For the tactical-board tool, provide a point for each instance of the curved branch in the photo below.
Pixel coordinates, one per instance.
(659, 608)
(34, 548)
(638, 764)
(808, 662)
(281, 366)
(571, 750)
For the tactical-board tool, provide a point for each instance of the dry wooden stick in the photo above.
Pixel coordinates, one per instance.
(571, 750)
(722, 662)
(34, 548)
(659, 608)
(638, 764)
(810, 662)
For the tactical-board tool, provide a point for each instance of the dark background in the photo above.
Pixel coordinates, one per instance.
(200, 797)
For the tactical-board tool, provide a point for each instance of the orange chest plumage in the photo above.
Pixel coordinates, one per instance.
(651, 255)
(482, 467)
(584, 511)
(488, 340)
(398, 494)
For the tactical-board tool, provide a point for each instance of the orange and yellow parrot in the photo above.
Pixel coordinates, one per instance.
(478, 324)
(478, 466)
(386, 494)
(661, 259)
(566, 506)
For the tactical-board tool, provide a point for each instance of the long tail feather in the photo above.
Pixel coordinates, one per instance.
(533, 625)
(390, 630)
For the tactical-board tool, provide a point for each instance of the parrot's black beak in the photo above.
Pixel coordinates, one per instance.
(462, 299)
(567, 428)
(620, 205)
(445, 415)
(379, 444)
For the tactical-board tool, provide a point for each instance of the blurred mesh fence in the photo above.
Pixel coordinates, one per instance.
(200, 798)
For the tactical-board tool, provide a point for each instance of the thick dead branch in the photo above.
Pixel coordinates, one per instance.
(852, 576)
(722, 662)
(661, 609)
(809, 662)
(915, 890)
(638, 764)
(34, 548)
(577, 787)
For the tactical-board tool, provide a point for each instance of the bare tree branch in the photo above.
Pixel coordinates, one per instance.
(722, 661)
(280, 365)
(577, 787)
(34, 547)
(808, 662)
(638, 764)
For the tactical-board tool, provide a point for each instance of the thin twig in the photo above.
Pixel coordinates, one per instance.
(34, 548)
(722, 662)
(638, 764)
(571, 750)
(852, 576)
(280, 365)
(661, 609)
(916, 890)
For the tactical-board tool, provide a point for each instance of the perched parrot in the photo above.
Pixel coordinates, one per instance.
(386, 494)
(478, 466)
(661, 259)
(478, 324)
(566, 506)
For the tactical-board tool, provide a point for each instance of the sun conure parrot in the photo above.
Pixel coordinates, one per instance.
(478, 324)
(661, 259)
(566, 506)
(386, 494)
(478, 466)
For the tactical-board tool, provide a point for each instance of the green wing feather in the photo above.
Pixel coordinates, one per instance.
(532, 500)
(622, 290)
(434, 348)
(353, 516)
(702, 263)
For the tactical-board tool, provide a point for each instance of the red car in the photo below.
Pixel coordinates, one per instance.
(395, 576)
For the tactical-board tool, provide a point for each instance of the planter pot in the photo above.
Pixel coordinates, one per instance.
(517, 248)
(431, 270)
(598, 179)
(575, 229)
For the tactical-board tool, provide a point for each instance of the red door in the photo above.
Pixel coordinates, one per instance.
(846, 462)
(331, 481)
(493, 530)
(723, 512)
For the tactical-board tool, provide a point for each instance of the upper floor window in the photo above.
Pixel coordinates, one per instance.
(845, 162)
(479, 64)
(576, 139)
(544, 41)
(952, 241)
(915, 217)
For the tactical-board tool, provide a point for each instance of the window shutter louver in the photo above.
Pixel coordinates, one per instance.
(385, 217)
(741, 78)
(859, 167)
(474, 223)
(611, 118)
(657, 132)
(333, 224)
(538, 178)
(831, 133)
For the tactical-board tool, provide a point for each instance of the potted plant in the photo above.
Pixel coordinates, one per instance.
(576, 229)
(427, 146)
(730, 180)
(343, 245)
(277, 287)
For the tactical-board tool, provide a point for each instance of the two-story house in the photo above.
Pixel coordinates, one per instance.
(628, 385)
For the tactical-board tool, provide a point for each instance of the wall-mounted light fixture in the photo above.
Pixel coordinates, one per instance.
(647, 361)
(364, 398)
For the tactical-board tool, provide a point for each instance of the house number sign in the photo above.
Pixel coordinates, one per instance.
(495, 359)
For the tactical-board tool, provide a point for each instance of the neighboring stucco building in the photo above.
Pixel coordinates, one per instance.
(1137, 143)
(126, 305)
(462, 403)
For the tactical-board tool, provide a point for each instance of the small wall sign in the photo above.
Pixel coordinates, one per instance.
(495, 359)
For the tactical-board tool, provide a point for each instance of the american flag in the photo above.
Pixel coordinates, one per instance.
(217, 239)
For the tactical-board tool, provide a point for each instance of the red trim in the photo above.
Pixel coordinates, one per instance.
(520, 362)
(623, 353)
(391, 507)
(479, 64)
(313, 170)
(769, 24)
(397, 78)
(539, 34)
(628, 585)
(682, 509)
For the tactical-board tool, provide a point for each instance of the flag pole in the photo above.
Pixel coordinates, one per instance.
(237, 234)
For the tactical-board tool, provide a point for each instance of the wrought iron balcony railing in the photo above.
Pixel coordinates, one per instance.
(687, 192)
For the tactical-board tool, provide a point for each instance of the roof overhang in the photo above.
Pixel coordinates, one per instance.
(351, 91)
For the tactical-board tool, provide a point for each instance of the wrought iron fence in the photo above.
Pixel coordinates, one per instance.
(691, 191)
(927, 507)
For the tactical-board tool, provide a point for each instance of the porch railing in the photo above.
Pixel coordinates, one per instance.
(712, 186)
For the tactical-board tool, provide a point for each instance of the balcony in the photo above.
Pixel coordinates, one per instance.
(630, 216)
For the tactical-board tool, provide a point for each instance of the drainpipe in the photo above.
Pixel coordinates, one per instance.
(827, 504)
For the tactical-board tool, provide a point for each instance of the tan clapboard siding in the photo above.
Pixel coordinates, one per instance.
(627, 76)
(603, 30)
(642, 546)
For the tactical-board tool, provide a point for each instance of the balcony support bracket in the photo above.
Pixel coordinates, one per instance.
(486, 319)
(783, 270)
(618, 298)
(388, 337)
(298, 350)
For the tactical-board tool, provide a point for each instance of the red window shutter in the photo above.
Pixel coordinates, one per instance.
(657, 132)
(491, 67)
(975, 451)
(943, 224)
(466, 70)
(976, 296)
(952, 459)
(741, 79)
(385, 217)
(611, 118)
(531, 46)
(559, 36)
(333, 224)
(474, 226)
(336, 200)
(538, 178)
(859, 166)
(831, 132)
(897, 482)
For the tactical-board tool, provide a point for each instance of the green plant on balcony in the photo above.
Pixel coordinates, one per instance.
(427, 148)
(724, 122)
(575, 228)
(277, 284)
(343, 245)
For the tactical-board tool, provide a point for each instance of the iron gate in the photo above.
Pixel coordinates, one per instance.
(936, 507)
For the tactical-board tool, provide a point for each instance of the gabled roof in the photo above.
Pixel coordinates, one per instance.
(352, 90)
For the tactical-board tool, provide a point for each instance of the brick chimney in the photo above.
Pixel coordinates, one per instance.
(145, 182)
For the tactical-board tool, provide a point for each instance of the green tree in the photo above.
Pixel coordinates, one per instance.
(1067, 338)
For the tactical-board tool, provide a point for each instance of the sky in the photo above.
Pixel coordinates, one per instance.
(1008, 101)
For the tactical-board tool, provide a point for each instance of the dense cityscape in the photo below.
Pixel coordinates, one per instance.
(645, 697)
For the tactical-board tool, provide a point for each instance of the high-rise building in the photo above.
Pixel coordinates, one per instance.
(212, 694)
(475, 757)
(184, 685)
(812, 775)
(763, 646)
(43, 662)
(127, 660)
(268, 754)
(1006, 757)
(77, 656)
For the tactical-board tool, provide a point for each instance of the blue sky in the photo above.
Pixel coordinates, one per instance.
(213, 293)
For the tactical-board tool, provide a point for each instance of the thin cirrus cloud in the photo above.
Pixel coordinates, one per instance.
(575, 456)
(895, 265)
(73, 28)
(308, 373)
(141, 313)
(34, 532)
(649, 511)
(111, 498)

What you have to do - Can you reproduce every line from the one containing "cityscape in the photo below." through the end of the entries, both ends included, with the request lines unchanged? In the answers, scale each coordinate by 1.5 and round it to a whole number, rounding halves up.

Output of the exercise -
For the tactical-board tool, provide a point for each instance of the dense cityscape in the photo below.
Pixel coordinates, one per instance.
(968, 1046)
For the tactical-board tool, provide a point for each instance of the high-rise building in the photo above.
Pixel coordinates, one per instance.
(318, 1041)
(713, 1136)
(276, 1028)
(1218, 1163)
(1145, 969)
(65, 993)
(191, 990)
(402, 1131)
(1509, 1136)
(116, 984)
For the tactical-board tool, provide a point for each instance of the blue sky in the photo above.
Pixel coordinates, one per instance.
(320, 440)
For the tactical-board tool, provide a point for each instance of the thin cirrus cloud in the photo above.
Pixel coordinates, one per instance.
(863, 684)
(1343, 398)
(110, 42)
(462, 560)
(212, 470)
(51, 798)
(974, 767)
(167, 747)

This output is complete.